— 本文抜粋 —
━━━━━━━━━━━━━━━━━━━━━━━━━━━━━━

説明

射撃訓練装置

【課題】訓練の繰り返しによっても馴れが生じにくく、複雑で高度な射撃訓練ができる射撃訓練装置を提供する。
【解決手段】隠顕動作可能な標的を射撃手に対して移動させる射撃訓練装置において、前記標的を搭載する台車1と、台車1に搭載された台車1及び標的2を動作させるための電源供給用の充電可能なバッテリー14と、台車1が走行する移動用軌道33と、台車1及び標的2の運行、動作を制御するためのコンピューター20と、台車1に設置され、コンピューター20との間で信号を送受信し、台車1及び標的2の運行、動作を制御する制御部12と、コンピュータ20と接続され移動用軌道33に設置されるアンテナ51とを備え、制御部12とコンピューター20との通信を無線回線にて接続し、台車1がコンピュータ20の制御により前後、左右及び斜方に移動する。

【発明の詳細な説明】
【技術分野】
【0001】
本発明は、射撃訓練装置に関し、例えば警察官や自衛官の実弾射撃訓練のために使用される射撃訓練装置に関するものである。
【背景技術】
【0002】
標的台車に標的支柱を介して標的を取り付け、標的台車が移動用軌道にそって、射撃手に対して往復運動(前後移動)する射撃訓練装置は、特許文献1に示されている。
【0003】
また、標的が射撃手に対し直線的に移動、または二次元的にジグザグ状または蛇行状に移動する射撃訓練装置が、特許文献2に開示されている。
【特許文献1】特開平9−318299号公報
【特許文献2】特開平11−101597号公報
【発明の開示】
【発明が解決しようとする課題】
【0004】
しかしながら、従来の構成では、射撃訓練において標的が前後方向または左右方向の一方向にのみ移動もしくは、蛇行している移動用軌道に沿ってのみ移動するだけなので、標的の動きが単調になる、もしくは射撃手が軌道の蛇行パターンを覚えてしまい、実践的な射撃訓練ができないという課題があった。
【0005】
また別の課題として、標的を搭載した台車と射撃訓練システム本体のコンピューター側との信号の送受信は有線回線を用いて行っていたため、有線回線が邪魔をして台車が射撃手に対して前後、左右及び斜方に自由に動くことができない構造になっていた。
【0006】
本発明は、従来の課題を解決するもので、射撃訓練において、標的が前後、左右及び斜方の複雑なパターンで移動することにより高度な射撃訓練を行う射撃訓練装置を提供することを目的とする。
【課題を解決するための手段】
【0007】
従来の課題を解決するために、隠顕動作可能な標的を射撃手に対して移動させる射撃訓練装置において、前記標的を搭載する台車と、前記台車に搭載された前記台車及び前記標的を動作させるための電源供給用の充電可能なバッテリーと、前記台車が走行する移動用軌道と、前記台車及び前記標的の運行、動作を制御するためのコンピューターと、
前記台車に設置され、前記コンピューターとの間で信号を送受信し、前記台車及び前記標的の運行、動作を制御する制御部と、前記コンピュータと接続され前記移動用軌道に設置されるアンテナと、を備え、前記制御部と前記コンピューターとの通信を無線回線にて接続し、前記台車が前記コンピュータの制御により前後、左右及び斜方に移動することを特徴としたものである。

━━━━━━━━━━━━━━━━━━━━━━━━━━━━━━

— 収集資料 —

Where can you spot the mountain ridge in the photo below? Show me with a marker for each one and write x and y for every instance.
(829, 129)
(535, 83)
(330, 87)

━━━━━━━━━━━━━━━━━━━━━━━━━━━━━━

— 依頼内容 —
上に示した射撃訓練装置の説明文を、最後の文の後から引き継いで書き進めてください。

— 回答 —
【0008】
また、本発明は、隠顕動作可能な標的を射撃手に対して移動させる射撃訓練装置において、前記標的を搭載する台車と、前記台車下部に設けられ、床下の移動用軌道の下面を走行する走行車輪と、前記台車側面部に設けられ、床下の移動用軌道の側面に接して走行する誘導車輪と、前記台車がコーナー部を走行するとき前記誘導車輪を圧接させる誘導レールと、前記台車及び前記標的の運行、動作を制御するためのコンピューターと、前記台車は、該台車の走行を制御する制御部と前記コンピューターと通信を行う通信部と充電可能なバッテリーとを有し、前記コンピューターにより、前記標的の隠顕動作、前後移動、左右移動及び斜方移動を制御することを特徴としたものである。
【0009】
また、本発明は、隠顕動作可能な標的と、該標的を搭載する台車と、該台車が走行する移動用軌道とを備え、前記標的を射撃手に対して移動させる射撃訓練装置において、前記移動用軌道は、該移動用軌道側面にコーナー部を案内走行するための誘導レールを有し、前記台車は、前記移動用軌道下面を走行する走行車輪とコーナー部を曲がる際前記誘導レールに圧接して走行する誘導車輪を有することを特徴としたものである。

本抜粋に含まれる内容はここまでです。